▸ **TASK BRIEF**
The records below are to be repeated in full, exactly as they are.

SOURCE INFORMATION Block Start

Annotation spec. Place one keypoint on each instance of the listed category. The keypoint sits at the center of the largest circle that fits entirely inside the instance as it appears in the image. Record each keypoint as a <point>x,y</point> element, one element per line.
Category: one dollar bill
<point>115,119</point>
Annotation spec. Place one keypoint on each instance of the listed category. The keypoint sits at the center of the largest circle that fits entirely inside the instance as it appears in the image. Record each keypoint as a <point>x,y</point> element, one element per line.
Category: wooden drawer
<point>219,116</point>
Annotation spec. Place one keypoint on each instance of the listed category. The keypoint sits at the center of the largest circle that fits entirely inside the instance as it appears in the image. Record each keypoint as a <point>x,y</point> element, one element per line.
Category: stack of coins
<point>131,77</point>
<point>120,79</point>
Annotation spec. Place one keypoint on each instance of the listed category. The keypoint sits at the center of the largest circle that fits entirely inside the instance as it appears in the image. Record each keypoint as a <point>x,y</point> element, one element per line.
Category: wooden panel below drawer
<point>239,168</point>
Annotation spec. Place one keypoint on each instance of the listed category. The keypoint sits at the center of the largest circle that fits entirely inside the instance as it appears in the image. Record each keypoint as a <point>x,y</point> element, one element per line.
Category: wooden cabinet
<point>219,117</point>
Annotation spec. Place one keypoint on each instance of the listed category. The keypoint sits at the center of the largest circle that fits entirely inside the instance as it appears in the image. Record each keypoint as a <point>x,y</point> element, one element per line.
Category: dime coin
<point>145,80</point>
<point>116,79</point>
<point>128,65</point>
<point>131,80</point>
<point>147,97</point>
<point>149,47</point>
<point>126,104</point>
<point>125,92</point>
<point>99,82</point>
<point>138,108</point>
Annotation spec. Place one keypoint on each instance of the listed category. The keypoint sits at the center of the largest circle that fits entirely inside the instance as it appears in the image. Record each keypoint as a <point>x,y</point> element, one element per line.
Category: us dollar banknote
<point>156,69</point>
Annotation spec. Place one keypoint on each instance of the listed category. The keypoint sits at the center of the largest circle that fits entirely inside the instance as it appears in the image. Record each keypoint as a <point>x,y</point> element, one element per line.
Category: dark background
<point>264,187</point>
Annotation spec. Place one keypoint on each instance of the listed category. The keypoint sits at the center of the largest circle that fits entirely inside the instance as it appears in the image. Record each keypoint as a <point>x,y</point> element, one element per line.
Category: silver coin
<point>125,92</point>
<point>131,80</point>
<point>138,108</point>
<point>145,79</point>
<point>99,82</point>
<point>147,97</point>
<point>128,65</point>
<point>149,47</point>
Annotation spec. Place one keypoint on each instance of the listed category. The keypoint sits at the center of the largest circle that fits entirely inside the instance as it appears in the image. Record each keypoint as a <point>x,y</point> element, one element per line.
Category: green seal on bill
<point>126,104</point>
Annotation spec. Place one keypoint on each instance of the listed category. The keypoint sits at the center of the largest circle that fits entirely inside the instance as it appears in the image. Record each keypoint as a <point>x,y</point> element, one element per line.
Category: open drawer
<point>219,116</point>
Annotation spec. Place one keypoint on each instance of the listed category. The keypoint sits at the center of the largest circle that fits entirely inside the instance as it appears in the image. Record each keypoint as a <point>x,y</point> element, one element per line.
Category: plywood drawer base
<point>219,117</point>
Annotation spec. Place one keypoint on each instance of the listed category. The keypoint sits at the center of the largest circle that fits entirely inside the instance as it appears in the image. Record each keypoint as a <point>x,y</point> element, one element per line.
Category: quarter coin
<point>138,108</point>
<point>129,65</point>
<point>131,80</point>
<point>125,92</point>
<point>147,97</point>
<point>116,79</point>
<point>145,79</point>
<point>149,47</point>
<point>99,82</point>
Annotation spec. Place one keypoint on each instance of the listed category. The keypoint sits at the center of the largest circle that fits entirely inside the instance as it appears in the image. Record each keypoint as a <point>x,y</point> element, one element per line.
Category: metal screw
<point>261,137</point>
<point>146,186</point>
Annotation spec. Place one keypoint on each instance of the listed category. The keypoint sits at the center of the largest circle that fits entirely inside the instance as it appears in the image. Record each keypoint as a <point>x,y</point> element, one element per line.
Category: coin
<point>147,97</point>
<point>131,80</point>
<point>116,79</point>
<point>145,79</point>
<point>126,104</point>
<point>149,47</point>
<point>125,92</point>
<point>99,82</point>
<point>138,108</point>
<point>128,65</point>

SOURCE INFORMATION Block End

▸ **OUTPUT OF THE EXERCISE**
Annotation spec. Place one keypoint on each instance of the listed category. The keypoint sits at the center of the largest circle that fits entirely inside the instance as it appears in the image. Record each keypoint as a <point>x,y</point> element, one element per line.
Category: one dollar bill
<point>115,119</point>
Annotation spec. Place one keypoint on each instance of the listed category. The keypoint sits at the center of the largest circle that fits entirely inside the instance as it appears in the image. Record each keypoint as a <point>x,y</point> element, one element per line.
Category: wooden drawer
<point>219,116</point>
Annotation spec. Place one keypoint on each instance of the listed category. The keypoint sits at the center of the largest circle that fits entirely inside the instance as it appears in the image. Record each keypoint as a <point>x,y</point> element, one element per line.
Category: stack of coins
<point>131,77</point>
<point>120,79</point>
Annotation spec. Place one keypoint on each instance of the listed category. The keypoint sits at the center of the largest circle that fits entirely inside the instance as it appears in the image. Record each keypoint as a <point>x,y</point> element, one element per line.
Category: wooden panel below drawer
<point>239,168</point>
Annotation spec. Place one keypoint on each instance of the listed category. The keypoint sits at the center of the largest circle that fits entirely inside the instance as it appears in the image. Record each keypoint as a <point>x,y</point> element, one element per line.
Category: wooden cabinet
<point>219,117</point>
Annotation spec. Place one keypoint on each instance of the listed category. The keypoint sits at the center of the largest circle that fits entirely inside the instance as it appears in the image. Record each keypoint as a <point>x,y</point> element, one element per line.
Category: dime coin
<point>145,80</point>
<point>116,79</point>
<point>128,65</point>
<point>131,80</point>
<point>147,97</point>
<point>149,47</point>
<point>126,104</point>
<point>125,92</point>
<point>99,82</point>
<point>138,108</point>
Annotation spec. Place one keypoint on each instance of the listed category. The keypoint sits at the center of the largest circle that fits entirely inside the instance as it appears in the image. Record each keypoint as a <point>x,y</point> element, one element per line.
Category: us dollar banknote
<point>156,69</point>
Annotation spec. Place one keypoint on each instance of the listed category. The keypoint sits at the center of the largest circle that fits entirely inside the instance as it appears in the image. Record each keypoint as a <point>x,y</point> element, one element per line.
Category: dark background
<point>264,187</point>
Annotation spec. Place one keypoint on each instance of the listed category. The keypoint sits at the center of the largest circle that fits entirely inside the instance as it appears in the image. Record each keypoint as a <point>x,y</point> element, one element per line.
Category: silver coin
<point>125,92</point>
<point>131,80</point>
<point>138,108</point>
<point>145,79</point>
<point>99,82</point>
<point>147,97</point>
<point>128,65</point>
<point>149,47</point>
Annotation spec. Place one keypoint on each instance of the listed category. The keypoint sits at the center of the largest circle that fits entirely inside the instance as it appears in the image. Record each keypoint as a <point>x,y</point> element, one element per line.
Category: green seal on bill
<point>126,104</point>
Annotation spec. Place one keypoint on each instance of the listed category. The keypoint sits at the center of the largest circle that fits entirely inside the instance as it appears in the image. Record each keypoint as a <point>x,y</point> element, one element per line.
Category: open drawer
<point>219,116</point>
Annotation spec. Place one keypoint on each instance of the listed category. The keypoint sits at the center of the largest circle that fits entirely inside the instance as it appears in the image. Record each keypoint as a <point>x,y</point> element, one element per line.
Category: plywood drawer base
<point>219,117</point>
Annotation spec. Place one keypoint on each instance of the listed category. The keypoint sits at the center of the largest circle that fits entirely inside the instance as it appears in the image. Record each keypoint as a <point>x,y</point> element, one element per line.
Category: quarter coin
<point>138,108</point>
<point>129,65</point>
<point>131,80</point>
<point>125,92</point>
<point>147,97</point>
<point>116,79</point>
<point>145,79</point>
<point>149,47</point>
<point>99,82</point>
Annotation spec. Place one keypoint on each instance of the listed category. The keypoint sits at the center of the largest circle that fits entirely inside the instance as it appears in the image. Record each keypoint as a <point>x,y</point> element, one element per line.
Category: metal screw
<point>261,137</point>
<point>146,186</point>
Annotation spec. Place one keypoint on each instance of the listed category. The keypoint sits at the center of the largest circle that fits entirely inside the instance as it appears in the image. Record each keypoint as a <point>x,y</point> element, one element per line.
Category: coin
<point>147,97</point>
<point>131,80</point>
<point>116,79</point>
<point>145,79</point>
<point>126,104</point>
<point>149,47</point>
<point>125,92</point>
<point>99,82</point>
<point>138,108</point>
<point>128,65</point>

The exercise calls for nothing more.